■ TEXTAUSZUG:
++++++++++++++++++++

Tagblatt vom 27.11.2001, Stadtkultur SG

Eine Viertelstunde unter fremder Flagge

Hans Fässlers kabarettistische Hissung von EU- und
UNO-Fahnen am St.Galler Rathaus

Die Stadt unter fremder Flagge: Zu
kabarettistisch-fotografischen Zwecken wurden
gestern die EU- und UNO-Fahnen hochgezogen.

Marcel Elsener

Sie hingen schlaff im Nieselregen, der Bär auf
weissem, zwölf gelbe Sterne und ein Welt-Fadenkreuz
auf blauem Grund: Die Flaggen der Stadt, der EU und
der UNO, die um 10.15 Uhr auf dem Dachvorsprung des
zweiten Rathaus-Stockwerkes gehisst wurden, dürfte
indes niemand bemerkt haben. Ein Viertelstündchen,
dann war der Spuk vorbei. Doch jenem, der das Ganze
inszeniert hatte, genügten die paar Minuten für den
Ausdruck verschmitzter Genugtuung.
Hans Fässler ist die Ouvertüre zu seinem
Kantonsjubiläums-Programm "L'Ouverture stirbt 2003"
garament geglückt. Endlich durfte der
Politkabarettist Flagge zeigen: Zwei Jahre lang
hatte er dafür gekämpft. Eigentlich wollte er zur
Erinnerung an die Napoleonsche Fremdherrschaft vor
200 Jahren an der Klosterkirche die Trikolore
hissen. Doch der Bischof und alle Rekursinstanzen
lehnten solche Nachstellung der Geschichte ab.

++++++++++++++++++++

■ DATENEINTRÄGE:
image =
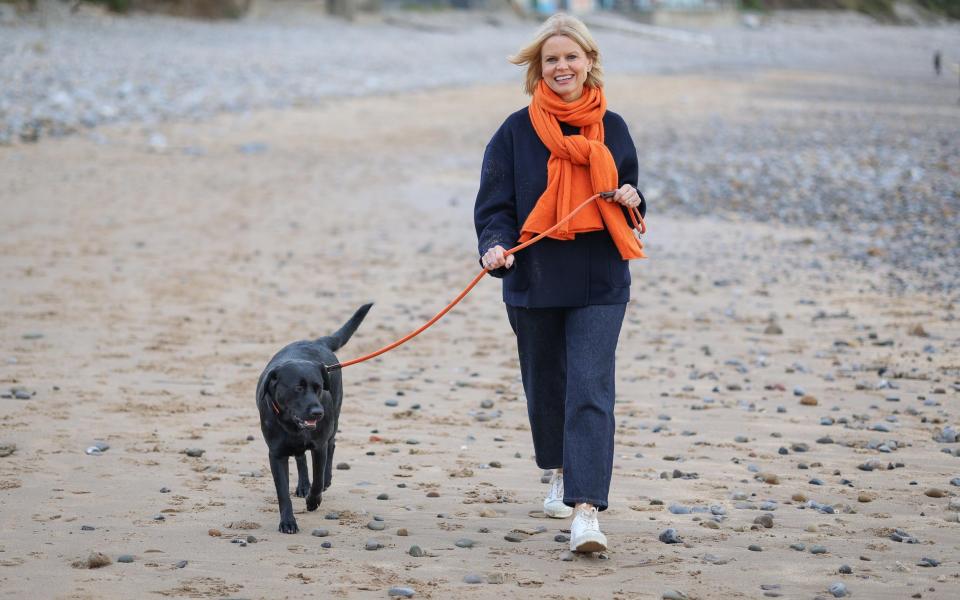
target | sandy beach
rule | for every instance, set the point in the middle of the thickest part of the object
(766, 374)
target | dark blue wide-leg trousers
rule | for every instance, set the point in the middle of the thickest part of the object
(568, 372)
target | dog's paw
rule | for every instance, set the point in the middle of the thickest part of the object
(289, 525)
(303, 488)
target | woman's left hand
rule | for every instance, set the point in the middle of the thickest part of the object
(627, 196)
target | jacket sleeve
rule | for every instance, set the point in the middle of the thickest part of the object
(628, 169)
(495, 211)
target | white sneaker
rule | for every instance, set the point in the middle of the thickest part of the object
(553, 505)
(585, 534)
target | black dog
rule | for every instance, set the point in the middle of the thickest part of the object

++++++++++++++++++++

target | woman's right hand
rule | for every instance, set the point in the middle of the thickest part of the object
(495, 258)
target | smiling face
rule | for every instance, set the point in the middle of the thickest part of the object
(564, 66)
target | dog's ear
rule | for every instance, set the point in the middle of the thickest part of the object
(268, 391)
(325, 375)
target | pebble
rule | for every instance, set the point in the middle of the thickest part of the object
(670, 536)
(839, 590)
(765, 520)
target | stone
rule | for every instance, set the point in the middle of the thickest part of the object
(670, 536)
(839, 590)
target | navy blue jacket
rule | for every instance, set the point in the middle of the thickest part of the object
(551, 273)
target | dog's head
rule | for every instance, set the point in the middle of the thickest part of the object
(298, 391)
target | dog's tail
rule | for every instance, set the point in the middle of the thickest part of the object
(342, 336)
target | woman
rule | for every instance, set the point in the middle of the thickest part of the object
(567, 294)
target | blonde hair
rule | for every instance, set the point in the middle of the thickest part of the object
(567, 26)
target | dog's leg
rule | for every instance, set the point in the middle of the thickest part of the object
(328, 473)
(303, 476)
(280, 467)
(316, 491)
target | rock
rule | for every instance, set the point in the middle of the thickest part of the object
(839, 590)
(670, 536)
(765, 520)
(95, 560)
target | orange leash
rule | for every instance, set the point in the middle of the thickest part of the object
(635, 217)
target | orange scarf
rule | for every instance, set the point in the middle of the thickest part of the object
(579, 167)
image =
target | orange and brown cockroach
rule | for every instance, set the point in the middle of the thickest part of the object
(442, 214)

++++++++++++++++++++

■ AUFGABEN ZUR ÜBUNG:
(A) Stimmen diese Aussagen mit dem Artikel über die Fahnenhissung am St.Galler Rathaus überein? Antworte jeweils mit Ja oder Nein und belege das mit den entscheidenden Worten des Artikels im genauen Wortlaut: (i) Die Flaggen wurden um 10.15 Uhr gehisst. (ii) Die Fahnen hingen eine ganze Stunde am Rathaus. (iii) Der Bischof war damit einverstanden, an der Klosterkirche die Trikolore zu hissen.
(B) Gib den Abschnitt des Artikels über die Fahnenhissung wortgetreu wieder, beginnend bei "Hans Fässlers kabarettistische" und endend bei "und UNO-Fahnen hochgezogen.".
Die Zeilen spielen hierfür keine Rolle.

■ LÖSUNGEN JE AUFGABE:
(A)
(i) Ja: „die um 10.15 Uhr auf dem Dachvorsprung des zweiten Rathaus-Stockwerkes gehisst wurden“
(ii) Nein: „Ein Viertelstündchen, dann war der Spuk vorbei.“
(iii) Nein: „Doch der Bischof und alle Rekursinstanzen lehnten solche Nachstellung der Geschichte ab.“

(B)
Hans Fässlers kabarettistische Hissung von EU- und
UNO-Fahnen am St.Galler Rathaus

Die Stadt unter fremder Flagge: Zu
kabarettistisch-fotografischen Zwecken wurden
gestern die EU- und UNO-Fahnen hochgezogen.